### Instructions to follow
In the entries below, change "bush" to "shrub" wherever it occurs and leave everything else the same. Omit the pictures from your answer.

BEGIN Records provided

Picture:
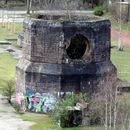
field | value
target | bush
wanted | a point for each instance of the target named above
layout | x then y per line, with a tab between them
62	114
99	11
9	90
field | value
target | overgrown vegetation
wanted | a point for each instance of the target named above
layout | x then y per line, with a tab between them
9	90
62	113
46	123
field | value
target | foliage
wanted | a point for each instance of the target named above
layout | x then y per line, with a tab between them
62	113
9	90
46	123
99	11
17	108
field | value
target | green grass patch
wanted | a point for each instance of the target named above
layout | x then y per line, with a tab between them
7	68
3	111
125	26
121	59
10	31
45	123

END Records provided

### Exercise result
Picture:
field | value
target | shrub
wanted | a point for each instance of the target named above
layout | x then y per line, with a tab between them
62	114
99	11
9	90
field | value
target | overgrown vegetation
wanted | a point for each instance of the target named above
layout | x then y per line, with a tab between them
9	90
62	113
46	123
field | value
target | foliage
wanted | a point for each instance of the target named above
layout | x then y per line, with a tab between them
62	113
9	90
46	123
99	11
17	108
field | value
target | green grass patch
wanted | a point for each instance of the target named above
layout | x then y per line, with a tab between them
7	68
3	111
125	26
121	59
10	31
45	123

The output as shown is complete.